__Your task__: In the entries below, how many lines contain the word "window", counting only matches with the same capitalization? Reply with the number alone.

__Supplied information__:
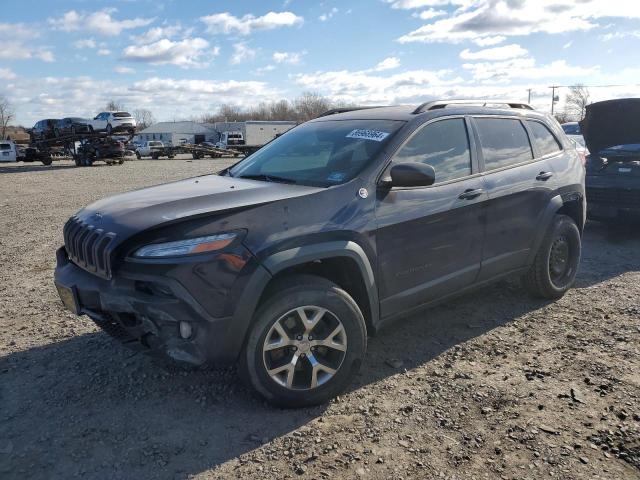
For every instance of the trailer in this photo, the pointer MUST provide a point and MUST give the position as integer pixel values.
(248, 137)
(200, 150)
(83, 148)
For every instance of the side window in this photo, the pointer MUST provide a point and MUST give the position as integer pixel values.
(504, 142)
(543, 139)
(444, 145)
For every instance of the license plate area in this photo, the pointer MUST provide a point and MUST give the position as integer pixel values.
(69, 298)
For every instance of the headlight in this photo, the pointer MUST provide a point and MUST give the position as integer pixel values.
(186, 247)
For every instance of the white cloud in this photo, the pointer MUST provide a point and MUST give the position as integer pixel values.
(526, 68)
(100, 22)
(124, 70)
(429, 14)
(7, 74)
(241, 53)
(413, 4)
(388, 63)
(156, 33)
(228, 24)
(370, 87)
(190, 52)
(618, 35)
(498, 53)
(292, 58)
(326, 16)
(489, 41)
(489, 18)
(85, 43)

==

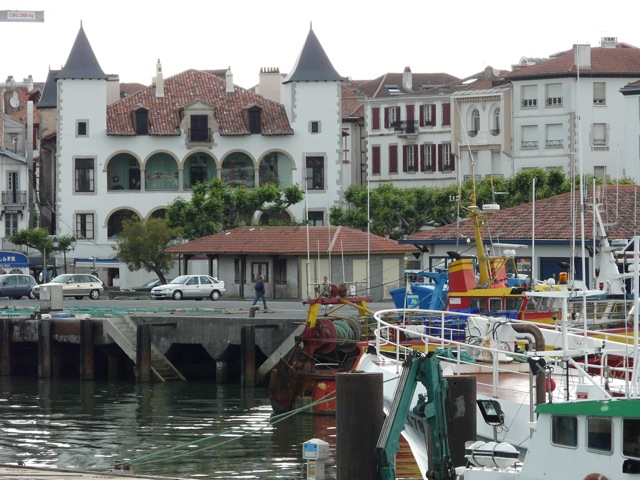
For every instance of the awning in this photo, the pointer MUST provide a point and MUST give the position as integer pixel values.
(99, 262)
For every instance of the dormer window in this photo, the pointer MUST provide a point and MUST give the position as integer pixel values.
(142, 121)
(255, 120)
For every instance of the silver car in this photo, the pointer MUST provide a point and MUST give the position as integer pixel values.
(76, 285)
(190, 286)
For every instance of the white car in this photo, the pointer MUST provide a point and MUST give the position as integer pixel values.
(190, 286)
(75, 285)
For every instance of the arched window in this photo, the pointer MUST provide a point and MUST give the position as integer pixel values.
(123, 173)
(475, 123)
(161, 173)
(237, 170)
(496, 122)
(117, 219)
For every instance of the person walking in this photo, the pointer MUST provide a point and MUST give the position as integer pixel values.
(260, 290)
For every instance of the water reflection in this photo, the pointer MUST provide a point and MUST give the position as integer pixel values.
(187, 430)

__The result__: 3